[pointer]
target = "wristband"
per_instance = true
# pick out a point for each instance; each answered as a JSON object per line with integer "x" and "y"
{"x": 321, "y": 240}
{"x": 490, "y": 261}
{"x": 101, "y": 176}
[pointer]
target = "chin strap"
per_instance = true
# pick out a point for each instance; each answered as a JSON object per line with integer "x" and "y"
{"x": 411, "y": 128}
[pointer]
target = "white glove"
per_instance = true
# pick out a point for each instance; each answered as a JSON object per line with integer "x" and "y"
---
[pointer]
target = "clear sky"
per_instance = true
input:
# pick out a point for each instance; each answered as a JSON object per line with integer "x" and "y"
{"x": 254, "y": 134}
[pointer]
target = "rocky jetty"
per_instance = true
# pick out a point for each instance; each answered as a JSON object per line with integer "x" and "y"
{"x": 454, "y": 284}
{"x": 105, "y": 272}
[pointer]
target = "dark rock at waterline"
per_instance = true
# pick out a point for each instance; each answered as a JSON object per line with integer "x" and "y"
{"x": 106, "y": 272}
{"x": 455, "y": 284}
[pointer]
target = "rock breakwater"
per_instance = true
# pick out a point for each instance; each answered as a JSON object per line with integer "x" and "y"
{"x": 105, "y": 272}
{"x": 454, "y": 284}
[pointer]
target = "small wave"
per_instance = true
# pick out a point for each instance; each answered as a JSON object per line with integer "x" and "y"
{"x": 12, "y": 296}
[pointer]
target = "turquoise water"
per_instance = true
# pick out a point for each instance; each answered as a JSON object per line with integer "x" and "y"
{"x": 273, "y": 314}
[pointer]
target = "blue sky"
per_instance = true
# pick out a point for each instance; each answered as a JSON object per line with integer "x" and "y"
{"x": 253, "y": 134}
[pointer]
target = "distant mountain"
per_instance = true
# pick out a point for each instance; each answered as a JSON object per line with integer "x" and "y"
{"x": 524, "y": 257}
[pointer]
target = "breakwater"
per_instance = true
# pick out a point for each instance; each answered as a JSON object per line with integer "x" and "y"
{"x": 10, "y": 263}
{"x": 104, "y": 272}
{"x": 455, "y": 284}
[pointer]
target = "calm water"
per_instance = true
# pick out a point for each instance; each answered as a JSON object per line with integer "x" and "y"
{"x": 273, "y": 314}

To do:
Count the lines of the listing above that contain the string "breakwater", and give only the number.

Task response:
2